§ **Exercise goal**: Reply with every entry, repeated exactly as given.

§ **Data supplied**:
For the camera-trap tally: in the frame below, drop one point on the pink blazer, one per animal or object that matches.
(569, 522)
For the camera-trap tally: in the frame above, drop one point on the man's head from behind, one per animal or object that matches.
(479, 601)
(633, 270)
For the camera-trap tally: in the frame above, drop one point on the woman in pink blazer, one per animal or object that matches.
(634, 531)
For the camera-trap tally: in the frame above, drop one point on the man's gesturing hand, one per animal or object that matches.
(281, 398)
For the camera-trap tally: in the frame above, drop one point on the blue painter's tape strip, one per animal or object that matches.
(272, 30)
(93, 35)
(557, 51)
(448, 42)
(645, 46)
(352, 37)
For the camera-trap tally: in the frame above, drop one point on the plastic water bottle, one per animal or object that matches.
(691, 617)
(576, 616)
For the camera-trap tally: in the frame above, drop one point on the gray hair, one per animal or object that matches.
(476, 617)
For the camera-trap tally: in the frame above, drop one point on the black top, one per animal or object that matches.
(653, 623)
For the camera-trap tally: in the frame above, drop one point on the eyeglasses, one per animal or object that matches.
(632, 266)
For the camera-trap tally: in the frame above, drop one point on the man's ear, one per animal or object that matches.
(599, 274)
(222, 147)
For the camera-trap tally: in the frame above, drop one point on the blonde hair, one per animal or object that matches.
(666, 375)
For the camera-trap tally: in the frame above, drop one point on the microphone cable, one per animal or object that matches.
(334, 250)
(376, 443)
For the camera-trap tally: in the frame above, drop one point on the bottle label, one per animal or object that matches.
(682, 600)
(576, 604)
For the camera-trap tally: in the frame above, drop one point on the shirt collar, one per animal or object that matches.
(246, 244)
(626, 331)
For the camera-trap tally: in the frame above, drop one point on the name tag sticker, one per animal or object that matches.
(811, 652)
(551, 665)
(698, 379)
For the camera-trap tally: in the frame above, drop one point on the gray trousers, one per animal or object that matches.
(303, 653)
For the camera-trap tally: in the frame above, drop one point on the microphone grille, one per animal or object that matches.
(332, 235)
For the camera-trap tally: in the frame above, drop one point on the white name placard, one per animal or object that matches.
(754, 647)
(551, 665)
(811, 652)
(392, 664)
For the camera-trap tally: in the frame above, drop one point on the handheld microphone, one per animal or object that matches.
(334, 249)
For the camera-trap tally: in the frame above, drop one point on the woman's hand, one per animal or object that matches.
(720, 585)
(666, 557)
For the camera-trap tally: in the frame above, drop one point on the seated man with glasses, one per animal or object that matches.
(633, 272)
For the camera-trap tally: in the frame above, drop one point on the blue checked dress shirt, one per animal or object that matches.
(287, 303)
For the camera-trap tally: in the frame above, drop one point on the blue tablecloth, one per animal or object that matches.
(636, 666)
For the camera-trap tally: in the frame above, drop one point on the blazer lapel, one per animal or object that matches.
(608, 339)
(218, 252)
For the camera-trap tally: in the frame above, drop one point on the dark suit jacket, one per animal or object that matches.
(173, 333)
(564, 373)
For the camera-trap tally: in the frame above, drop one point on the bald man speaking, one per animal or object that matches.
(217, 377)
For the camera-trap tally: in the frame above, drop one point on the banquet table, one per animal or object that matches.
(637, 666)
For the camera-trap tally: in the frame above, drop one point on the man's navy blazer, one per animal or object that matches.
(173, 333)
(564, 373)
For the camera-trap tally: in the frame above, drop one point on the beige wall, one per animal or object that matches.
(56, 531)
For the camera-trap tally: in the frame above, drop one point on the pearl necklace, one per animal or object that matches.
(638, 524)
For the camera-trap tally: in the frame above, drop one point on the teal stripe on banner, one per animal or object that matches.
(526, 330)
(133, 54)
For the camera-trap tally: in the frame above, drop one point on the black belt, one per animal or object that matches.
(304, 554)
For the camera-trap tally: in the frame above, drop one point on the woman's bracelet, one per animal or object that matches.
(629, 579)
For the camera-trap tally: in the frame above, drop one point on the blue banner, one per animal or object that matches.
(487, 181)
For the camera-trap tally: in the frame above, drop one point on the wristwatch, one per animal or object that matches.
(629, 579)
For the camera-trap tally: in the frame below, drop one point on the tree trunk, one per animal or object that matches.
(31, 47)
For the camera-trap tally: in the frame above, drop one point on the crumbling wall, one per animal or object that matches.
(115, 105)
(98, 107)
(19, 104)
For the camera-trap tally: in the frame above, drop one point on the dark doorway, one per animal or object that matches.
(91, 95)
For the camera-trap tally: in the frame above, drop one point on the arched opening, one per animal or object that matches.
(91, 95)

§ **Written solution**:
For the camera-trap tally: in the frame below, drop one point on the pink blazer, one per animal or object that matches.
(569, 522)
For the camera-trap tally: in the frame above, drop one point on the man's head from behind, one per animal or object that matches.
(479, 601)
(633, 270)
For the camera-trap tally: in the frame above, drop one point on the woman in pink blazer, one per animal or object that matches.
(634, 531)
For the camera-trap tally: in the frame above, drop one point on the man's gesturing hand, one per animal or object that matches.
(281, 398)
For the camera-trap tally: in the frame above, drop one point on the blue painter's tape strip, one per animal or object that matches.
(272, 30)
(93, 35)
(557, 51)
(448, 42)
(645, 46)
(352, 37)
For the camera-trap tally: in the frame above, drop one point on the plastic water bottle, one per animal or object that matches.
(691, 617)
(576, 616)
For the camera-trap tally: in the frame above, drop one point on the gray hair, one per animal or object that matches.
(476, 617)
For the camera-trap tally: in the frame above, drop one point on the black top, one per animal or object that matches.
(653, 623)
For the camera-trap tally: in the frame above, drop one point on the eyeglasses, one per animal or object that matches.
(632, 266)
For the camera-trap tally: in the frame above, drop one point on the man's ear, one per animal or object that matches.
(599, 274)
(222, 147)
For the camera-trap tally: in the frame above, drop one point on the blonde hair, one per animal or object that matches.
(666, 375)
For the camera-trap tally: in the frame above, drop one point on the microphone cable, one per animal or object that matches.
(334, 250)
(376, 443)
For the camera-trap tally: in the frame above, drop one point on the bottle label, one per animal or object that matches.
(682, 600)
(576, 604)
For the camera-trap tally: in the frame above, drop one point on the shirt collar, one per animal or object that matches.
(246, 244)
(626, 331)
For the camera-trap tally: in the frame above, drop one point on the name tag sticker, one per animal or object that matches.
(811, 652)
(551, 665)
(698, 379)
For the camera-trap tally: in the frame above, drop one point on the gray trousers, one per animal or object that matches.
(303, 653)
For the camera-trap tally: in the frame above, drop one point on the microphone grille, one per animal or object that matches.
(332, 235)
For the camera-trap tally: in the frame above, drop one point on the white name placard, one per animal or object that matches.
(754, 647)
(551, 665)
(811, 652)
(392, 664)
For the camera-trap tally: in the frame above, drop one point on the handheld microphone, one per animal or object that matches.
(334, 249)
For the camera-trap tally: in the frame above, drop one point on the woman's hand, one per animal or object that matches.
(720, 585)
(666, 557)
For the camera-trap tally: in the frame above, drop one point on the seated man with glasses, one per animal or object that matches.
(633, 272)
For the camera-trap tally: in the frame above, drop one point on the blue checked dress shirt, one per animal or object that matches.
(287, 303)
For the camera-trap tally: in the frame above, drop one point on the blue tablecloth, one per animal or object that matches.
(636, 666)
For the camera-trap tally: in the frame above, drop one point on the blazer lapel, one per animal or object that matches.
(608, 339)
(218, 252)
For the camera-trap tally: in the frame above, drop one point on the dark suit jacket, one per animal or object that matches.
(173, 333)
(564, 373)
For the camera-trap tally: in the frame above, drop one point on the bald man speaking, one per animal or object that matches.
(217, 377)
For the camera-trap tally: in the frame above, drop one point on the banquet table, one per animal or object that matches.
(637, 666)
For the camera-trap tally: in the frame above, drop one point on the man's navy blazer, one per animal or object that matches.
(173, 333)
(564, 373)
For the camera-trap tally: in the frame above, drop one point on the beige wall, one per animal or object that matches.
(56, 531)
For the camera-trap tally: in the frame above, drop one point on the pearl necklace, one per animal or object that matches.
(638, 524)
For the camera-trap tally: in the frame above, drop one point on the teal stripe on banner, one per animal or object that matches.
(526, 330)
(133, 54)
For the camera-trap tally: in the frame above, drop one point on the black belt, one per animal or object that matches.
(304, 554)
For the camera-trap tally: in the frame above, drop one point on the woman's bracelet, one per animal or object that matches.
(629, 579)
For the camera-trap tally: in the frame above, drop one point on the blue banner, one per animal or object that matches.
(487, 181)
For the camera-trap tally: in the frame above, drop one point on the wristwatch, one per animal or object that matches.
(629, 579)
For the camera-trap tally: in the frame below, drop one point on the tree trunk, one per animal or object that matches.
(31, 47)
For the camera-trap tally: in the frame above, drop one point on the crumbling wall, one per animal or object that matches.
(115, 105)
(98, 107)
(19, 104)
For the camera-trap tally: in the frame above, drop one point on the dark doorway, one per animal or object that matches.
(91, 95)
For the camera-trap tally: in the frame above, drop one point on the arched opening, one per animal or object that matches.
(91, 95)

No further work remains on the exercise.